Acción requerida 1: Cita literalmente el fragmento de la semblanza de David Madden que va desde «Por medio de» hasta «una breve semblanza.».
Acción requerida 2: Según la semblanza de David Madden, ¿en qué país transcurrió la infancia de David?

----- Texto del documento -----

Por medio de José Manuel López Cedrón me enteré este agosto en Lugo, muy tarde, del fallecimiento en Londres de nuestro común amigo David Madden. Digamos que de esta forma José Manuel, que es notario, ha levantado acta de la triste pérdida del inglés lucense que fue David, y por mi parte quisiera yo ahora escribirle una breve semblanza.
Hace una veintena de años, cuando estuve algunos meses viviendo en Lugo, manteníamos una tertulia itinerante en la que participaban David y su mujer Yonca. Las aportaciones de David, aunque escasas y breves, eran rotundas como aforismos. He conocido a muchos ingleses, pero creo que este era uno de los ingleses más ingleses que he conocido. Era un virtuoso del understatement, ese arte de decir lo importante sin darle importancia. Recuerdo, por ejemplo, una ocasión en la que comentábamos las distintas personalidades de Fidel Castro y el Che Guevara. Lógicamente, hablábamos de oído. David nos escuchó a todos con respeto para luego decir, distraídamente: «Lo cierto es que el Che tenía un magnetismo indudable, por mucho que yo estuviese en desacuerdo con sus ideas». Alfonso Calvo, que ya lo conocía, le preguntó: «David, ¿no habrás tú conocido al Che?». Y David, algo incómodo por el protagonismo, nos reveló entonces que cuando los revolucionarios habían entrado en La Habana en enero de 1959, él se encontraba allí por negocios, alojado en el hotel que convirtieron en su cuartel general, lo que le había dado la oportunidad de almorzar con ellos a diario.
El cosmopolitismo le venía a David de familia. Su padre, militar veterano de la India y de las calizas sangrientas de Galípoli, se había llevado a la familia consigo a un destino en Singapur. Cuando se produjo la invasión japonesa, David había conseguido escapar con su madre en el último barco a Australia, donde transcurrió su infancia. A su padre, que había tenido que quedarse, le tocó pasar la guerra como prisionero de guerra, precisamente en el campo de trabajos forzados en el que transcurre El puente sobre el río Kwai. David detestaba profundamente esa película porque le parecía que suavizaba la inmensa crueldad de todo aquello. Él mismo había servido en el ejército, al mando de una unidad de kikuyus del King's African Rifles en Kenia, y también en Malaya (la actual Malasia), luchando en la jungla contra la guerrilla comunista china. Luego había trabajado para una empresa escocesa por todo el mundo: en Cuba, en Colombia, en Perú, en Bolivia, en Brasil, en la India, en Tailandia... En tantos lugares lejanos que hasta había estado en Lugo, donde se casó.

----- Conjunto de filas -----

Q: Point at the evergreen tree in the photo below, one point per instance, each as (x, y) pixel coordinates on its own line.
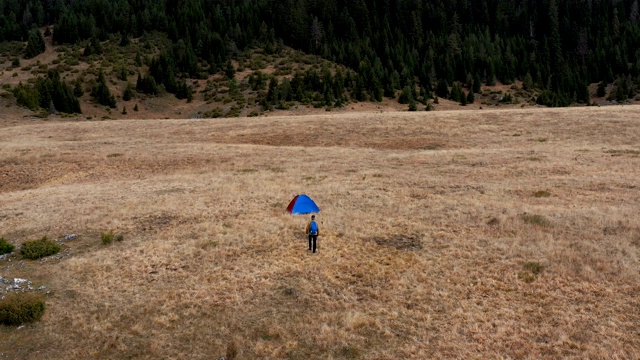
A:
(602, 89)
(35, 45)
(471, 98)
(442, 90)
(128, 93)
(101, 92)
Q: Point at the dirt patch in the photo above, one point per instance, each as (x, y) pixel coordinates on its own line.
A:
(400, 242)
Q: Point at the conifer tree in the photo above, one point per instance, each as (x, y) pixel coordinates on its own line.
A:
(101, 92)
(35, 45)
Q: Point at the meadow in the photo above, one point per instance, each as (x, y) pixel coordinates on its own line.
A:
(452, 234)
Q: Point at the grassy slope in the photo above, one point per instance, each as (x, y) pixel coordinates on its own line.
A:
(424, 246)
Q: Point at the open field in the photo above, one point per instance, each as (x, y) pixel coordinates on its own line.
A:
(462, 234)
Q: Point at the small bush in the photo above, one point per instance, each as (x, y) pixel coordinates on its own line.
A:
(5, 247)
(20, 308)
(534, 267)
(531, 271)
(108, 237)
(37, 249)
(542, 193)
(232, 350)
(535, 219)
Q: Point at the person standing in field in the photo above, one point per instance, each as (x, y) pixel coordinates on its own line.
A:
(313, 231)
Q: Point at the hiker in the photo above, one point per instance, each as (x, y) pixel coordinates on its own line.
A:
(313, 231)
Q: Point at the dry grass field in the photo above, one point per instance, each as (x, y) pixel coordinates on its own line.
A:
(462, 234)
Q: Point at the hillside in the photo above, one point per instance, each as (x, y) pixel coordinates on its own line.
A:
(244, 58)
(453, 234)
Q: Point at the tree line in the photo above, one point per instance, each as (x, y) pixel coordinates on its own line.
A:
(558, 47)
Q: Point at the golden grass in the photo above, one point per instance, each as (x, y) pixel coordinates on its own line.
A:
(424, 251)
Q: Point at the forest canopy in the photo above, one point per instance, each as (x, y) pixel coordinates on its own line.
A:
(556, 46)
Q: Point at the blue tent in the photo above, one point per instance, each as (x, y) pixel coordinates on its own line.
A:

-----

Resultado de la tarea 1:
Por medio de José Manuel López Cedrón me enteré este agosto en Lugo, muy tarde, del fallecimiento en Londres de nuestro común amigo David Madden. Digamos que de esta forma José Manuel, que es notario, ha levantado acta de la triste pérdida del inglés lucense que fue David, y por mi parte quisiera yo ahora escribirle una breve semblanza.

Resultado de la tarea 2: En Australia.